# People wear belts? I am skinny.



## monopolybag (Jul 17, 2012)

Might be a dumb questions, but whatever.

OK, so I bought a pair of mountain biking shorts, a lot lighter than what I have. Should be good. BUT, I am wicked skinny, and the shorts seem a bit too big, well they are too big in the waste. I can't seem to find any shorts that fit me well just cuz I am so skinny.

Do people wear belts when mountain biking? Any negative to it that I should know of? Prior to this I usually wore basketball shorts that had a draw string.

If belts are a go, then is there any kind that is better? Or just any old belt? I got leather and also the fabric loop kind versus the holes in the belt.


----------



## monopolybag (Jul 17, 2012)

I was recommended to use a narrow nylon belt from someone.


----------



## 4Crawler (Oct 30, 2011)

An elastic belt might be a good idea if you find a regular belt hinders breathing too much. Or consider a set of suspenders under your shirt/jersey to hold the shorts. I use that on my cold weather tights as they tend to creep down while standing and climbing, so the suspenders keep them up and don't hinder deep breathing.


----------



## monopolybag (Jul 17, 2012)

Thanks!


----------



## laztpn0i (Apr 8, 2010)

I use a simple adjustable nylon belt for the shorts that are a little to big for me now that I lost some weight. It works and it is lightweight.


----------



## huffster (Nov 14, 2011)

From the pop-up ads on this very page...

Karma All-Mountain Shorts


----------



## monopolybag (Jul 17, 2012)

LOL, I got adds turned off, but these look cool. Tempting. I spent $50 on mine and can return them.


----------



## spity (Mar 7, 2012)

I dropped a few pant sizes this season and have been wearing a belt with my shorts. I havent had a problem. I do wear lycra style shorts under baggy shorts I wear. I keep it loose enough to move around, but tight enough to stay up... if that makes sense. FWIW its a 5 dollar cloth dickies belt from walmart.


----------



## monopolybag (Jul 17, 2012)

what is fwiw?


----------



## GhostRing (Feb 29, 2012)

For What It's Worth


----------



## tracke30m3 (May 26, 2011)

monopolybag said:


> Might be a dumb questions, but whatever.
> 
> OK, so I bought a pair of mountain biking shorts, a lot lighter than what I have. Should be good. BUT, I am wicked skinny, and the shorts seem a bit too big, well they are too big in the waste. I can't seem to find any shorts that fit me well just cuz I am so skinny.
> 
> ...


Why not exchange it for one that's a size (or two) smaller?


----------



## yourdy (Aug 4, 2012)

> [Collected material]
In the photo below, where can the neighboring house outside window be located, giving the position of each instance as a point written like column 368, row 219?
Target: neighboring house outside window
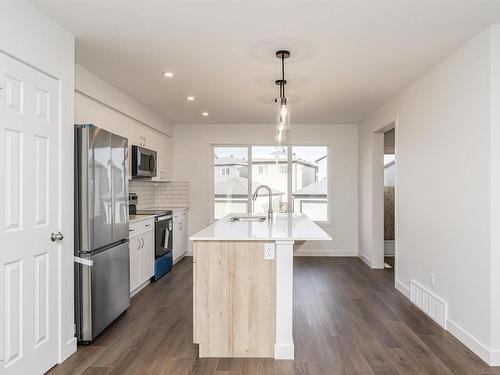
column 270, row 166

> [Requirements]
- A) In the thread about wearing belts, what does 4Crawler use suspenders to hold up?
- B) Reproduce the part of the belt thread starting at "I was recommended" and ending at "hinder deep breathing.".
You can leave the material aside, since it isn't needed here.

> [Exercise responses]
- A) Cold weather tights.

- B)
I was recommended to use a narrow nylon belt from someone.


----------



## 4Crawler (Oct 30, 2011)

An elastic belt might be a good idea if you find a regular belt hinders breathing too much. Or consider a set of suspenders under your shirt/jersey to hold the shorts. I use that on my cold weather tights as they tend to creep down while standing and climbing, so the suspenders keep them up and don't hinder deep breathing.